Konfeksiyon ve hazır giyim konusu, Cumhuriyet döneminde 1930’larda devletin kurduğu Sümerbank’ın kurulması ile önemli bir gelişme gösterdi. 1950’lerden sonra özel sektör, hazır giyim konfeksiyon alanına girip hızla gelişti. 1980 yılındaki 2 milyar 900 milyonluk ihracatımız içerisinde küçük bir paya sahip olan tekstil konfeksiyonun payı hızla arttı, 1990 yılında 12 milyar 959 milyon dolarlık ihracatta 4 milyar 770 milyon dolar ile yüzde 36.8 paya ulaştı. İhracatta en büyük paya ise ihracat 21 milyar 637 milyon dolar seviyesindeyken, 8 milyar 644 milyon dolar ile toplam ihracat içerisinde yüzde 39.95 paya yükseldi.

Giyim sanayiinde örgütlenmenin faydalı sonucu

Türkiye Giyim Sanayicileri Derneği, 1976 yılında 1980 ihracat gelişmesinden önce kuruldu. Ve hızla gelişen, kurumsallaşan dernek, 1988’de Dünya Hazır Giyim Federasyonu’na (IAF) üye oldu. Örgüt yönetiminde ağırlıklı olarak, Avrupalı şirketlerin yaşlı başkanları yer alıyordu. 1991 yılında yönetim kuruluna giren TGSD Başkanı Hasan Arat, gençliğiyle örgüte dinamizm getirdi. Bunun sonucunda 1995 yılının Kasım ayında başkanlık görevini devraldı. 1996 yılında bir yıl başkanlığı sürdürdü. Daha sonra 2001 yılında TGSD başkanı olan Umut Oran da IAF başkanı oldu. Son dönemde de IAF yönetim kurulunda IAF yönetimine Yeşim Tekstil CEO’su Şenol Şenkaya girdi. Uluslararası örgüt yönetiminde Türk tekstilcilerin yer almaları, ülkemiz konfeksiyon hazır giyim sektörüne önemli fayda sağladı.

_Çalışılacak konular_:
• a. Okuma parçasına göre Türkiye Giyim Sanayicileri Derneği hangi yıl kuruldu?
• b. Lütfen okuma parçasında "Türkiye Giyim Sanayicileri" sözlerinden başlayıp "önemli fayda sağladı." sözlerine kadar uzanan bölümün tamamını yazdırın.
Satırlar, okuma parçasından bağımsız ayrı bir malzemedir.

_Kayıtlı bilgiler_:
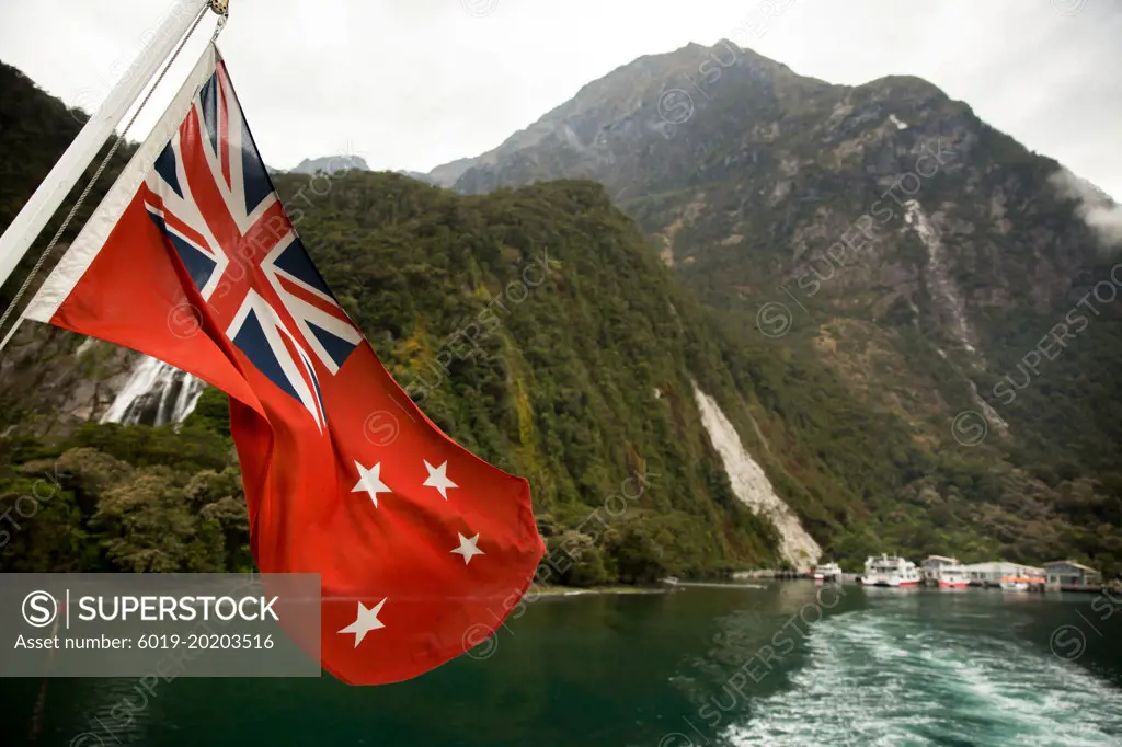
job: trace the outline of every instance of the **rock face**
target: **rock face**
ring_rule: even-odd
[[[821,557],[822,548],[807,534],[791,507],[775,495],[767,476],[741,443],[736,427],[725,417],[720,405],[693,382],[701,423],[728,474],[733,492],[756,516],[766,517],[779,532],[780,555],[795,570],[808,571]]]
[[[974,413],[1004,457],[1114,470],[1122,209],[926,81],[830,85],[689,45],[431,176],[596,179],[745,335],[812,350],[919,442],[972,441],[954,423]]]

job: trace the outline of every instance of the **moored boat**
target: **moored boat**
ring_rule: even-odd
[[[865,561],[862,583],[870,587],[918,587],[919,572],[916,563],[896,555],[870,556]]]
[[[840,583],[842,566],[837,563],[824,563],[815,569],[815,581],[818,583]]]

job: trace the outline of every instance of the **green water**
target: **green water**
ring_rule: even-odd
[[[470,656],[384,688],[180,679],[145,704],[131,680],[9,680],[2,744],[1122,745],[1122,597],[820,594],[541,597]],[[122,698],[142,706],[127,720]]]

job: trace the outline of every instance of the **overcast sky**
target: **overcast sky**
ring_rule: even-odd
[[[92,110],[171,6],[0,0],[0,59]],[[767,7],[776,17],[761,24]],[[274,167],[350,150],[373,168],[427,172],[495,147],[635,57],[727,37],[834,83],[926,77],[1122,201],[1115,0],[231,0],[231,8],[219,46]],[[208,18],[173,68],[176,85],[212,28]],[[139,135],[158,114],[141,118]]]

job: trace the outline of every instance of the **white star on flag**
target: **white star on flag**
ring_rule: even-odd
[[[486,554],[484,551],[479,550],[479,547],[476,546],[476,543],[479,542],[479,534],[478,533],[476,534],[476,536],[471,537],[470,540],[468,540],[467,537],[465,537],[459,532],[457,532],[457,534],[460,535],[460,546],[457,547],[456,550],[453,550],[452,552],[457,553],[457,554],[460,554],[460,555],[463,555],[463,564],[465,565],[467,565],[468,563],[470,563],[471,559],[475,557],[476,555],[485,555]]]
[[[429,470],[429,479],[424,481],[425,487],[440,490],[440,495],[443,496],[444,500],[448,500],[449,488],[460,487],[448,479],[448,462],[444,462],[440,467],[433,467],[425,460],[424,468]]]
[[[378,619],[378,612],[381,611],[381,606],[385,603],[386,600],[383,599],[380,602],[378,602],[370,609],[367,609],[366,605],[359,602],[358,615],[356,616],[355,621],[348,625],[339,633],[353,633],[355,648],[358,648],[358,645],[362,643],[362,638],[366,637],[367,633],[369,633],[370,630],[377,630],[378,628],[386,627],[385,624]]]
[[[366,492],[370,496],[370,500],[374,501],[375,508],[378,507],[378,494],[379,492],[393,492],[386,487],[386,483],[381,481],[381,462],[378,462],[370,469],[366,469],[358,461],[355,462],[355,467],[358,469],[358,483],[351,488],[351,492]]]

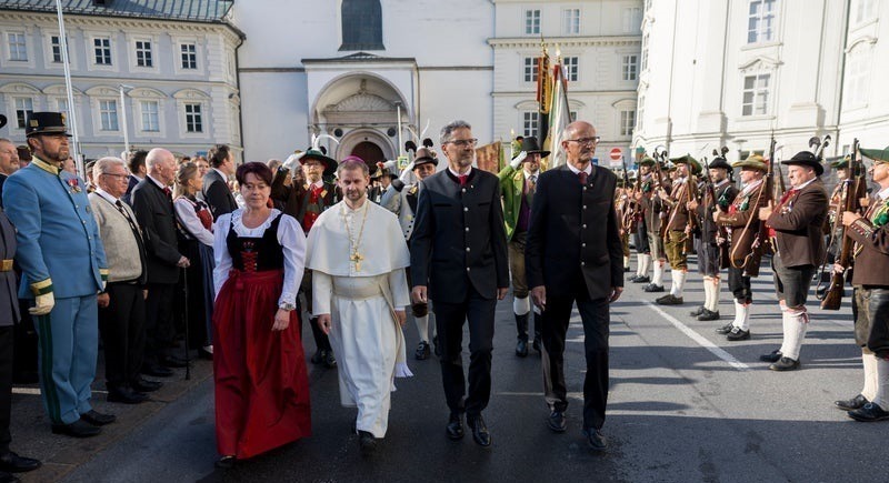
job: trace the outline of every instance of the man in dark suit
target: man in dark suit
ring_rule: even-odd
[[[431,299],[436,306],[441,376],[451,412],[448,437],[463,436],[466,413],[472,437],[489,446],[491,436],[481,412],[491,395],[493,316],[509,286],[509,264],[500,182],[472,168],[477,141],[465,121],[441,130],[448,169],[422,181],[410,270],[413,301]],[[469,320],[468,395],[461,355],[465,320]]]
[[[623,250],[615,211],[617,177],[593,167],[599,137],[583,121],[566,128],[561,142],[568,164],[540,175],[525,270],[531,298],[543,311],[543,391],[549,427],[565,432],[565,338],[571,306],[583,321],[587,375],[583,381],[583,433],[590,447],[606,449],[601,429],[608,402],[609,304],[623,291]]]
[[[775,231],[776,253],[771,260],[775,270],[775,291],[781,306],[783,341],[781,348],[761,355],[771,362],[772,371],[799,369],[799,351],[809,328],[806,300],[812,276],[825,260],[822,229],[829,201],[825,183],[818,178],[825,172],[815,154],[798,152],[781,164],[789,164],[788,190],[776,207],[759,209],[759,219]]]
[[[216,220],[238,209],[238,202],[229,189],[229,177],[234,174],[234,157],[226,144],[212,147],[207,157],[211,169],[203,175],[201,192]]]
[[[132,207],[132,190],[148,175],[146,170],[146,157],[148,151],[139,150],[130,153],[127,160],[127,168],[130,170],[130,178],[127,180],[127,192],[120,197],[120,200]]]
[[[176,238],[176,215],[170,184],[176,177],[176,158],[156,148],[146,157],[148,175],[132,191],[132,208],[142,228],[148,266],[148,299],[146,300],[146,353],[142,372],[168,376],[169,368],[183,368],[186,361],[168,355],[176,338],[173,300],[179,269],[189,260],[179,253]]]

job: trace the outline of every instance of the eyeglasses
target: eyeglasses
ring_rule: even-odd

_Sıralı sonuçlar_:
• a. 1976 yılında kuruldu.

• b.
Türkiye Giyim Sanayicileri Derneği, 1976 yılında 1980 ihracat gelişmesinden önce kuruldu. Ve hızla gelişen, kurumsallaşan dernek, 1988’de Dünya Hazır Giyim Federasyonu’na (IAF) üye oldu. Örgüt yönetiminde ağırlıklı olarak, Avrupalı şirketlerin yaşlı başkanları yer alıyordu. 1991 yılında yönetim kuruluna giren TGSD Başkanı Hasan Arat, gençliğiyle örgüte dinamizm getirdi. Bunun sonucunda 1995 yılının Kasım ayında başkanlık görevini devraldı. 1996 yılında bir yıl başkanlığı sürdürdü. Daha sonra 2001 yılında TGSD başkanı olan Umut Oran da IAF başkanı oldu. Son dönemde de IAF yönetim kurulunda IAF yönetimine Yeşim Tekstil CEO’su Şenol Şenkaya girdi. Uluslararası örgüt yönetiminde Türk tekstilcilerin yer almaları, ülkemiz konfeksiyon hazır giyim sektörüne önemli fayda sağladı.